List of tasks ::
- a) Reproduce, word for word, the part of the forum thread about Kalamazoo station parking that opens with the words containing "## tim49424 (Jun" and closes with "once a day.".
- b) Condense the paragraph in the forum thread about Kalamazoo station parking that begins "I'm in Traverse City" into a short bulleted list that keeps its main facts.

# Kalamazoo station and parking



## glomor (Jun 17, 2016)

I have to drive south from northern Michigan to catch the train. I have always spent the night in Grand Rapids, to catch the Pere Marquette at 6:00 am, leaving my car in the GR parking lot (free).Then do the whole routine in reverse, arriving before midnight. Pere Marquette only runs once a day, so if I miss it either way, it's a 24 hour wait.

I have thought about driving a bit further to Kalamazoo since there are more time options, on the Wolverine or Blue Water. I am wondering what the situation is there for parking and station location. Would I be able to park there free for two weeks, and is it in a safe or secure area?


----------



## hessjm (Jun 17, 2016)

I don't know which train will bring you back to Chicago for your return to connect with the Pere Marquette, but the following might work for you. Look into taking the thruway bus from Grand Rapids to Kalamazoo that leaves GRR around 8am and connects to the 351 Wolverine, Then return on the Pere Marquette, that way you car would be in the Grand Rapids lot the whole time.


----------



## glomor (Jun 17, 2016)

Thanks but I am hoping to drive directly to Kalamazoo and leave the vehicle there if possible.


----------



## SarahZ (Jun 17, 2016)

The station does not have free long-term parking. There is a (covered) parking garage across Kalamazoo Ave. It costs approx. $9/day.

*That said*, if you leave on Sunday, you don't pay a dime, as parking is free on Sundays.  As such, the ticket booth is unstaffed. I used that garage every time I went to Chicago for the weekend.

Where in northern Michigan are you? If you live closer to 75/127, take that south to 69 and park at Battle Creek. We have free long-term parking.


----------



## tim49424 (Jun 17, 2016)

glomor said:


> I have to drive south from northern Michigan to catch the train. I have always spent the night in Grand Rapids, to catch the Pere Marquette at 6:00 am, leaving my car in the GR parking lot (free).Then do the whole routine in reverse, arriving before midnight. Pere Marquette only runs once a day, so if I miss it either way, it's a 24 hour wait.
> 
> I have thought about driving a bit further to Kalamazoo since there are more time options, on the Wolverine or Blue Water. I am wondering what the situation is there for parking and station location. Would I be able to park there free for two weeks, and is it in a safe or secure area?


If Holland is closer for you, there is free long term parking right across the tracks from the station....later in the morning, earlier in the evening....but still once a day.


----------



## glomor (Jun 17, 2016)

I'm in Traverse City so it sounds like Grand Rapids still makes the most sense. The reason I thought I'd explore a bit is that on my most recent trip, returning from California, the SW Chief was 3-1/2 hours late so I missed my connection by 15 minutes! Originally they were going to put me up in a hotel and I would have had to wait 24 hours to catch the next train. But since several people were affected, I guess financially it made more sense to take us to Grand Rapids in a van.

Usually I have had plenty of time between trains so maybe I should just leave well enough alone. And a day in Chicago at Amtrak's expense wouldn't be so bad! Thank you for the info!


----------

Recorded data ::
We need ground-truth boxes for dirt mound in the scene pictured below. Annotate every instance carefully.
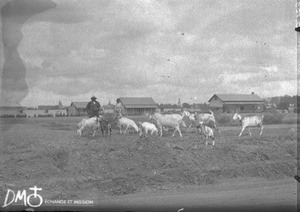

Answers per task ::
- a)
## tim49424 (Jun 17, 2016)

glomor said:


> I have to drive south from northern Michigan to catch the train. I have always spent the night in Grand Rapids, to catch the Pere Marquette at 6:00 am, leaving my car in the GR parking lot (free).Then do the whole routine in reverse, arriving before midnight. Pere Marquette only runs once a day, so if I miss it either way, it's a 24 hour wait.
> 
> I have thought about driving a bit further to Kalamazoo since there are more time options, on the Wolverine or Blue Water. I am wondering what the situation is there for parking and station location. Would I be able to park there free for two weeks, and is it in a safe or secure area?


If Holland is closer for you, there is free long term parking right across the tracks from the station....later in the morning, earlier in the evening....but still once a day.

- b)
- I'm in Traverse City, so Grand Rapids still makes the most sense.
- I looked at other options because of my last trip, returning from California.
- The SW Chief was 3-1/2 hours late, and I missed my connection by 15 minutes.
- The original plan was a hotel stay and a 24-hour wait for the next train.
- Because several people were affected, we were instead taken to Grand Rapids in a van, probably because that cost less.